▶ **Text section**
(begin)
Abstractó Optical burst switching (OBS) is a switching technique that was proposed as a hybrid switching technology to support the next generation Internet. In OBS, incoming IP packets are assembled into super-sized packets called data bursts. Burst contention is a well-known challenging problem in Optical Burst Switching (OBS) networks. Burst contention can be resolved using several approaches, such as wavelength conversion, buffering based on fiber delay line (FDL) or deflection routing Retransmission technique is used to reduce the Burst Loss Ratio (BLR) by deflecting dropped bursts. Segmentation also resolves contention by dividing the contended burst into smaller parts called segments. Combining deflection routing technique and retransmission technique outperforms both pure deflection and pure retransmission techniques to improve the performance. Previous work uses only static combination of retransmission and deflection of bursts to reduce contention. This paper proposes a dynamic protocol to resolve contention based on combining deflection, retransmission and delaying bursts to improve the OBS performance. Experiments were conducted to test the proposed protocol. The proposed technique was tested on complex models such as NSFNET and COST238 topologies. Results show that the proposed protocol outperforms existing techniques in terms of burst lost ratio.
(end)
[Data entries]
(begin)
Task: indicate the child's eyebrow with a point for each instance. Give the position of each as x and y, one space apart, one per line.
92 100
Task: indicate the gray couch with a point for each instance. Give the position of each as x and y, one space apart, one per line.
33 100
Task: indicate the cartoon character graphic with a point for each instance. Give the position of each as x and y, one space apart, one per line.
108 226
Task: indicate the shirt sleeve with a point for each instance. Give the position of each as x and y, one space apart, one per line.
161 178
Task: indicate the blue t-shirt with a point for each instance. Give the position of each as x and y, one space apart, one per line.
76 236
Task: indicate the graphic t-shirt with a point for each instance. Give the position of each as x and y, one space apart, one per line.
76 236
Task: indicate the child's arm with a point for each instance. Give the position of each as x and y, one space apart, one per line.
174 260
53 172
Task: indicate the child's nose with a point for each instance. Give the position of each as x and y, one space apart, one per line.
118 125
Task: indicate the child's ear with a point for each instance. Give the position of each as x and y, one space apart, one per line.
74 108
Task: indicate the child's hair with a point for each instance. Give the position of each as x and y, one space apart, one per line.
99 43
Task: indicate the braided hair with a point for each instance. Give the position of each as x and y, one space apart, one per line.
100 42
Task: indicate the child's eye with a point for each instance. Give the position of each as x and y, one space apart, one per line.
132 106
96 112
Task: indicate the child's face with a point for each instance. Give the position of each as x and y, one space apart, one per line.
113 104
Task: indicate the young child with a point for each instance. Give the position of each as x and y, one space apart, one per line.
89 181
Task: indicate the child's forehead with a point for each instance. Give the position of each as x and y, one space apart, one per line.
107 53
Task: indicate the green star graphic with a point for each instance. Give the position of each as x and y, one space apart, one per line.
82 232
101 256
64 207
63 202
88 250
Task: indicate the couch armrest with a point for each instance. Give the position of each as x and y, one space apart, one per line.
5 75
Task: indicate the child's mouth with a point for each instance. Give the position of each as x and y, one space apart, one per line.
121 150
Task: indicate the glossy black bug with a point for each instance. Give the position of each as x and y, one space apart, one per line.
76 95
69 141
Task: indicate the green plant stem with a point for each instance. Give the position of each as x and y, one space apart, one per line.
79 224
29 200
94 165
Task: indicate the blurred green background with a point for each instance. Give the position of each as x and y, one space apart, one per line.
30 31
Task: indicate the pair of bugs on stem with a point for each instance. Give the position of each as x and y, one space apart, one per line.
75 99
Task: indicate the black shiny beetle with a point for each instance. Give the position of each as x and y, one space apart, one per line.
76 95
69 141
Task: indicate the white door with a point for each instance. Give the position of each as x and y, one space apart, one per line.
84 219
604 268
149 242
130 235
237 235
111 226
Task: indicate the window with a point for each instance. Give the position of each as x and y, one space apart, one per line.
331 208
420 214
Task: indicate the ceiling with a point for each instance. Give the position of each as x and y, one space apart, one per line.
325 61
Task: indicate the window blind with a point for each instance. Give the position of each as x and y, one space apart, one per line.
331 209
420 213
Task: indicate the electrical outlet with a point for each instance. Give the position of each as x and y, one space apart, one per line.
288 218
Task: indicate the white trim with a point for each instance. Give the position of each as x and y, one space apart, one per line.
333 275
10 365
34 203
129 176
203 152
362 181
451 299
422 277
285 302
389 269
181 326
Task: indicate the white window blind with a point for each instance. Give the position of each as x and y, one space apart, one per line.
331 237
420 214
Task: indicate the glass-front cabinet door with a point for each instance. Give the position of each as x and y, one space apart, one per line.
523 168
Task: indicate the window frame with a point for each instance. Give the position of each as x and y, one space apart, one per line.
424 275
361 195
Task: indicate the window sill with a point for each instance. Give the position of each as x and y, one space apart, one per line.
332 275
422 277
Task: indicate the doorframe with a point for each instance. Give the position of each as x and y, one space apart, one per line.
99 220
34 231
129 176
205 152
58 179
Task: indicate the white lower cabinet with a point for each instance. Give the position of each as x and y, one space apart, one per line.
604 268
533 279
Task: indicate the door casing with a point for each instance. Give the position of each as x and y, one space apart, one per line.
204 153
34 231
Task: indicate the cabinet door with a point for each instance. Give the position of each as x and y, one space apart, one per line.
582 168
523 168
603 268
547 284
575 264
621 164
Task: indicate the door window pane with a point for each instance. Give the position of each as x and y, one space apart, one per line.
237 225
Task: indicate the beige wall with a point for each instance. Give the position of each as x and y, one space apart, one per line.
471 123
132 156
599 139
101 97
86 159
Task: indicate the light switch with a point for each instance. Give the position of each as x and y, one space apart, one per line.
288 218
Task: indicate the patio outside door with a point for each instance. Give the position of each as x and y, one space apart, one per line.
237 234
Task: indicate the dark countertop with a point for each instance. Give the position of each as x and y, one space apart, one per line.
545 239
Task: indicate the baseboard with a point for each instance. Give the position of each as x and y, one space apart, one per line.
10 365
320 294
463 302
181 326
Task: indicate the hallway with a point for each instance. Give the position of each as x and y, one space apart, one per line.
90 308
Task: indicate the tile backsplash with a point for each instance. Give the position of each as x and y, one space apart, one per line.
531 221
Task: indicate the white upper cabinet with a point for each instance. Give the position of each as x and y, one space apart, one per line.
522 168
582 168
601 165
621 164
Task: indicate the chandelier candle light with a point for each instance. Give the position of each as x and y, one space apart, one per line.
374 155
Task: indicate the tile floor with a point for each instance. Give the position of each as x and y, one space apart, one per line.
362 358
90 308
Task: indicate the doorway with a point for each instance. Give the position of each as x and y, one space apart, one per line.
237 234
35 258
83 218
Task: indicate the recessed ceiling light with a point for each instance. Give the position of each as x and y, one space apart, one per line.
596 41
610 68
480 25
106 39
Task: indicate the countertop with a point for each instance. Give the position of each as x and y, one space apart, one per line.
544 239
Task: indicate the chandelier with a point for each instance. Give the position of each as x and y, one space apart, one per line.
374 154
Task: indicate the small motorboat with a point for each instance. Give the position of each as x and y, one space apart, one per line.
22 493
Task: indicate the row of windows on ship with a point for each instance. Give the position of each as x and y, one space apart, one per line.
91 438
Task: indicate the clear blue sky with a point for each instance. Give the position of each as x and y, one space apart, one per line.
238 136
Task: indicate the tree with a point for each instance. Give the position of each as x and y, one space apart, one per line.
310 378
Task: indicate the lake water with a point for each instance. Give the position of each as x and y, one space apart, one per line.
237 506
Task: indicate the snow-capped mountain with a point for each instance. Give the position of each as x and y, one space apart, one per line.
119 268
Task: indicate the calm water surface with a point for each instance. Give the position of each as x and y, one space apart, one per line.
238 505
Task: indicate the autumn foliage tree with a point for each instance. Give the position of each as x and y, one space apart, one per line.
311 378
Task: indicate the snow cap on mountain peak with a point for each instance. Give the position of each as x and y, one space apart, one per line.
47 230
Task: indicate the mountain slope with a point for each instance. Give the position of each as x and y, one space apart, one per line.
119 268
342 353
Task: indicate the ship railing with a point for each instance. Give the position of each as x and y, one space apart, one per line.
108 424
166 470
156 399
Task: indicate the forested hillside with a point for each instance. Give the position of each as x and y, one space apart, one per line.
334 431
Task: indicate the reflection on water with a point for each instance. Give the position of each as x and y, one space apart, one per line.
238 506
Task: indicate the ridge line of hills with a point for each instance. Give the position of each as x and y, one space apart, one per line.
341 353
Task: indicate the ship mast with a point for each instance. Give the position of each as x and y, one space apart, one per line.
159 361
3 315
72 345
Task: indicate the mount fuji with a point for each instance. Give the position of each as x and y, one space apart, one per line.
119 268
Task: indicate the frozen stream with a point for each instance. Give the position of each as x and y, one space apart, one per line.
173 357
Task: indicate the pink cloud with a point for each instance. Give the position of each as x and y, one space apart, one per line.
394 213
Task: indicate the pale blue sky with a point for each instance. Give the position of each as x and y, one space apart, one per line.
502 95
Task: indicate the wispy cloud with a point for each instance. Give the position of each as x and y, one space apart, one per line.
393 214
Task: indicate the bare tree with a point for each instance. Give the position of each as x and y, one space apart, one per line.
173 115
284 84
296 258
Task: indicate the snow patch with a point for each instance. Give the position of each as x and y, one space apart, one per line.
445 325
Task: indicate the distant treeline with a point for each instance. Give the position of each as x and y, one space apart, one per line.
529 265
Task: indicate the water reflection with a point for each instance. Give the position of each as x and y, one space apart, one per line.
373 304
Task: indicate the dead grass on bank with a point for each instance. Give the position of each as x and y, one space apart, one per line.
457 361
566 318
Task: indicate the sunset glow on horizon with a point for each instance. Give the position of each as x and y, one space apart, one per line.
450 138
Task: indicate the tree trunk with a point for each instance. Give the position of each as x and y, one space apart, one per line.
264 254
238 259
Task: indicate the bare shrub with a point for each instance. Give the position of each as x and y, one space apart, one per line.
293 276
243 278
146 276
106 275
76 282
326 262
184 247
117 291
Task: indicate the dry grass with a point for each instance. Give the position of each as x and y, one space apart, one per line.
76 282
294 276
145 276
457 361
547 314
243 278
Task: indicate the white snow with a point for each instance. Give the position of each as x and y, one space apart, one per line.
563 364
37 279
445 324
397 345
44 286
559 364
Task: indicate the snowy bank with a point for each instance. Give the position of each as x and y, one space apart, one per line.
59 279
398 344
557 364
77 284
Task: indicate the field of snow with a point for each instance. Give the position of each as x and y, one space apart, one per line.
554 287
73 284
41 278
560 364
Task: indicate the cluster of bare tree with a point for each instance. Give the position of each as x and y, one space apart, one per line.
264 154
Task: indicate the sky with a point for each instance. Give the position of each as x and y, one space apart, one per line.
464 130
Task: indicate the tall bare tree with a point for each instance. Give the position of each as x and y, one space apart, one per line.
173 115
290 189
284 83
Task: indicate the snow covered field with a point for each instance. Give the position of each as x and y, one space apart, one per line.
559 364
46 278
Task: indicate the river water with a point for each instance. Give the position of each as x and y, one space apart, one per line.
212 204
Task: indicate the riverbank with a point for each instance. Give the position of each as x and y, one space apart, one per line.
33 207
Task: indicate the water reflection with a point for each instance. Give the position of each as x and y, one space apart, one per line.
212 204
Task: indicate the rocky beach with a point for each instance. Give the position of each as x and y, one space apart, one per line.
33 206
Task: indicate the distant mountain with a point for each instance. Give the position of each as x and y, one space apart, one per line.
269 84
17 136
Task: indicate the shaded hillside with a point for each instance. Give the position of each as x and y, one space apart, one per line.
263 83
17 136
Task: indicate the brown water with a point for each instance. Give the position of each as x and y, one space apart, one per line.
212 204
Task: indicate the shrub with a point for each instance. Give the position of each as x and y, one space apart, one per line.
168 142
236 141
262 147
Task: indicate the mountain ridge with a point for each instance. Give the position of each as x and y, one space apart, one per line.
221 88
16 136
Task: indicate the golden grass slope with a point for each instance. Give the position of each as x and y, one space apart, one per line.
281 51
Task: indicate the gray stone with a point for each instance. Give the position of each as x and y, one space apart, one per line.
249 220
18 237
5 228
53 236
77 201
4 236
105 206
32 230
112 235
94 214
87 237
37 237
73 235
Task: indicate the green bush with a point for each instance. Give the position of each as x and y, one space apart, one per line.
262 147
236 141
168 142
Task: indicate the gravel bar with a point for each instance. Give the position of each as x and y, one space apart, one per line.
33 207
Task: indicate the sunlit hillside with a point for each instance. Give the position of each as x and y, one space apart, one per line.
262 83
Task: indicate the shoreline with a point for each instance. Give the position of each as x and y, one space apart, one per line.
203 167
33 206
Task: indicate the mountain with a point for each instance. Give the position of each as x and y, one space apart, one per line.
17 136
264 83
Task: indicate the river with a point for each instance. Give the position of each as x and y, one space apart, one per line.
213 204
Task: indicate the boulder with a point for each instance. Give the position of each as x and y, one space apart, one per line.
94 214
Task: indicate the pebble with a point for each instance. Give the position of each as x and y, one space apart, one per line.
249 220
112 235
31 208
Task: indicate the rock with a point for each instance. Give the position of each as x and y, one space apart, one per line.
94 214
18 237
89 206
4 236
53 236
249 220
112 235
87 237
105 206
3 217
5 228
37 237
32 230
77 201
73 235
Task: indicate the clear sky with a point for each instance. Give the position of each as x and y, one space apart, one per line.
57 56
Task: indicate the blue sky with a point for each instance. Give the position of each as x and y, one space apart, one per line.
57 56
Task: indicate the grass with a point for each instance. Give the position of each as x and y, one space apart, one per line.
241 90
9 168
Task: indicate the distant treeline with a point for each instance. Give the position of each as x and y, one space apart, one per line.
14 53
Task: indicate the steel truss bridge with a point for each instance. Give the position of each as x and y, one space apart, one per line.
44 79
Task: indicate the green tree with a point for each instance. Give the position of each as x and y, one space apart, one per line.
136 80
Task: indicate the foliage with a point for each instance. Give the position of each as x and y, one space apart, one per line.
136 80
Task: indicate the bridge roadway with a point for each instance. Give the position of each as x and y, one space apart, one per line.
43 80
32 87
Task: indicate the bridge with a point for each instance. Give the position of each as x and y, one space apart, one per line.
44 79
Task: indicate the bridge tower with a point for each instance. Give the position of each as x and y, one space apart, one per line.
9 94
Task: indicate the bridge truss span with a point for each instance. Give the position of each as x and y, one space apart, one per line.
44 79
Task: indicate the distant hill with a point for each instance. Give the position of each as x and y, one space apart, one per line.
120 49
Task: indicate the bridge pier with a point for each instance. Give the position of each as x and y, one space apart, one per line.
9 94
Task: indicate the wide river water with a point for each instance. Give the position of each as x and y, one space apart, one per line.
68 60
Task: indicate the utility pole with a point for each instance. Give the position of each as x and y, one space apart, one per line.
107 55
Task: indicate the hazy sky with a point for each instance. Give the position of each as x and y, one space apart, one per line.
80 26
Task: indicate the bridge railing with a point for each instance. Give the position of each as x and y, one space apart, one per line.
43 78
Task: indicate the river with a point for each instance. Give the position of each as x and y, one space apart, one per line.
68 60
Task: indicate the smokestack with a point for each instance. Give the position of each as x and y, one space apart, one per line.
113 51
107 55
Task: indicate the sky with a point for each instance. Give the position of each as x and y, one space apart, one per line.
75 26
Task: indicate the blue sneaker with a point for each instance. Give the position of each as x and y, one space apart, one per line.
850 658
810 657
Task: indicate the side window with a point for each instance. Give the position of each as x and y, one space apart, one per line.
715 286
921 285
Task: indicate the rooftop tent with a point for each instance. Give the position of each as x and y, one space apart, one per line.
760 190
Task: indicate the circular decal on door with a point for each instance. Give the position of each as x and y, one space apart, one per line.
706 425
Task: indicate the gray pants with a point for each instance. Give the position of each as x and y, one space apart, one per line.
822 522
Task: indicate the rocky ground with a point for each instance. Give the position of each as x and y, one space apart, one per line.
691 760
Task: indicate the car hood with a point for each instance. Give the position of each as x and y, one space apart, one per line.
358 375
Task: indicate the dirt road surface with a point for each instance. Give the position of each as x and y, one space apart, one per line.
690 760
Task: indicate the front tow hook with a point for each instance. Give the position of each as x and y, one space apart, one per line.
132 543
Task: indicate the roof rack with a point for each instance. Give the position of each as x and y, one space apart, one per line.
(end)
▶ **What you should do**
Answer these questions from the optical burst switching abstract:
(a) In OBS, what are incoming IP packets assembled into?
(b) Which three approaches does the proposed protocol combine to resolve contention?
(c) On which two topologies was the proposed technique tested?

▶ **Result for this task**
(a) Super-sized packets called data bursts.
(b) Deflection, retransmission and delaying bursts.
(c) NSFNET and COST238.